Page:
####
# A Significant Other



## maurice (10 Jul 2010)

Hi,

I have a copy of 'A Significant Other' by Matt Rendell up for grabs.

It details the role of the domestique in the peleton.

I'll draw lots on Monday evening, so if you're interested throw your name in the hat!

Cheers
Maurice


----------



## Baggy (10 Jul 2010)

Pop my name in the hat please!


----------



## biggs682 (10 Jul 2010)

put me in the pot plese , many thanks


----------



## theloafer (10 Jul 2010)

hi can you add me in too ...thanks


----------



## PpPete (10 Jul 2010)

me too please


----------



## Telemark (10 Jul 2010)

and me please!

Thanks ...

T


----------



## Tynan (12 Jul 2010)

Telemark said:


> and me please!
> 
> Thanks ...
> 
> T



Tynan!

nearly finsihed the BReaking the Chain one and now with mucho train reading time, quivers lips and looks woeful


----------



## maurice (13 Jul 2010)

Tynan wins, fortunate with the late entry there!

PM me your details,

Cheers
Maurice


----------



## Tynan (13 Jul 2010)

yay

I've finshed the voets one so one in one out


----------



## Tynan (15 Aug 2010)

This is now available again, The Significant Other one

(other than a few bit of tdf riding stuff I found it a terrible read, very very padded with guff, I fliped through an awful lot of it)
####
Data excerpt:
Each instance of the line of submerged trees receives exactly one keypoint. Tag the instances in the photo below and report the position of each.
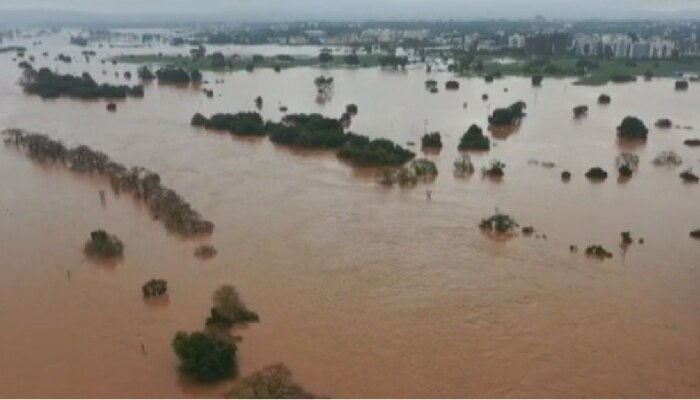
####
To do: Please list the usernames of everyone who asked, on 10 Jul 2010, to be entered in the draw in the book giveaway thread.

Task response: Baggy, biggs682, theloafer, PpPete, Telemark